[PROBLEM REQUIREMENTS]
What is the number of lines in these entries that include "description"? Write that number and no other text.

=== Begin Enclosure ===

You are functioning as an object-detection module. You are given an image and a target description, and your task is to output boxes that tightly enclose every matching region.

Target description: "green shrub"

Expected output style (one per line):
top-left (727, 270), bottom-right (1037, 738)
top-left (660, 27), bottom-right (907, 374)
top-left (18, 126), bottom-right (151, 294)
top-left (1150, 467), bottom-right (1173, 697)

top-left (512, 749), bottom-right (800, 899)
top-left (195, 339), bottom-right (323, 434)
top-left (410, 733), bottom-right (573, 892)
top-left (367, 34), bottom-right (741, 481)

=== End Enclosure ===

[YOUR SOLUTION]
2